- _Problem description_
Skip the pictures. Return exactly the lines from the one containing "This sample shows" through the end of the entries below.

- _Exercise data_
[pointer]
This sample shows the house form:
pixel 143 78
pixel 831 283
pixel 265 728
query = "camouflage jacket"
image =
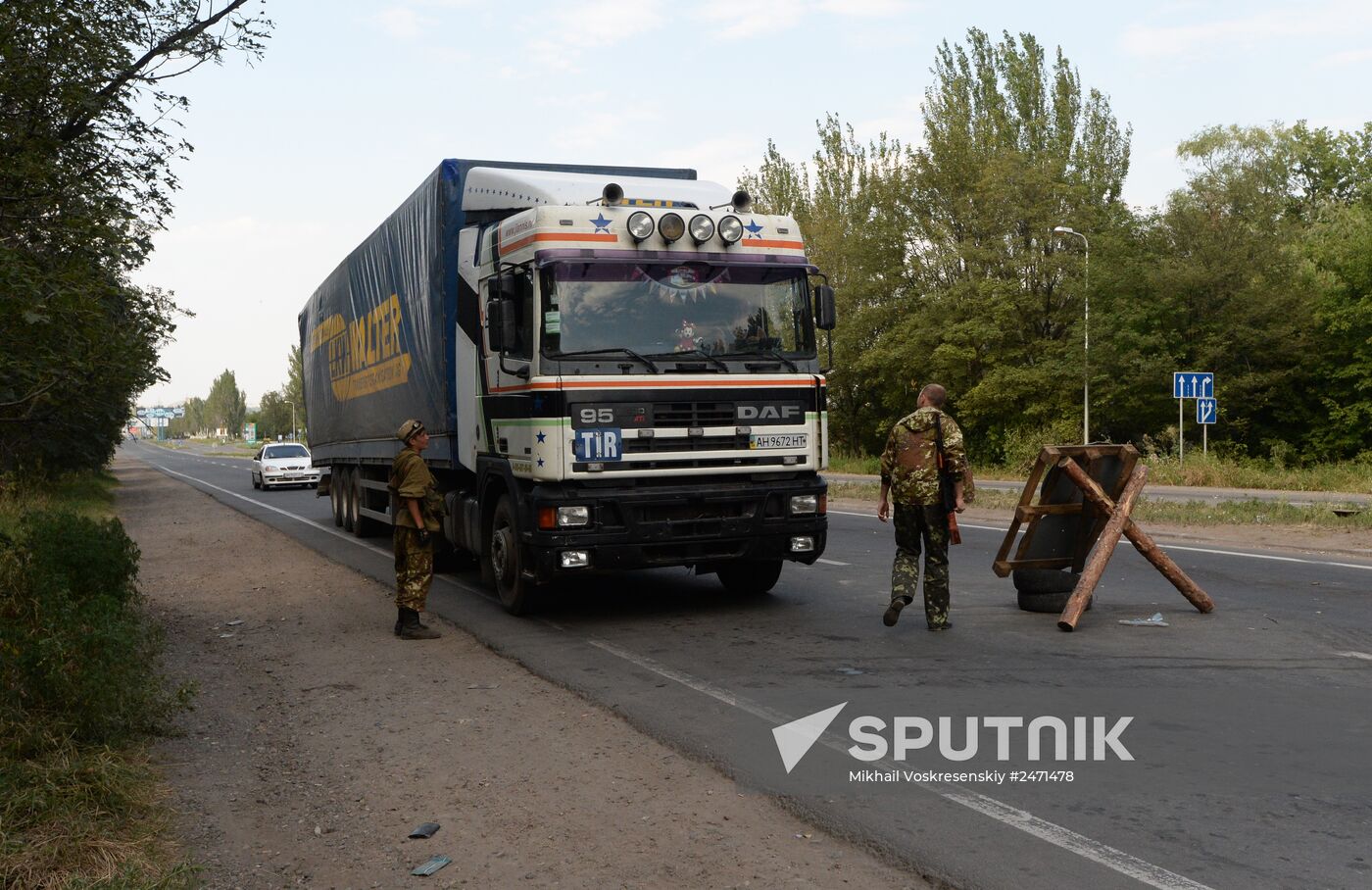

- _Response for this exercise_
This sample shows the house form:
pixel 143 78
pixel 831 283
pixel 265 728
query = "camouflage jacket"
image =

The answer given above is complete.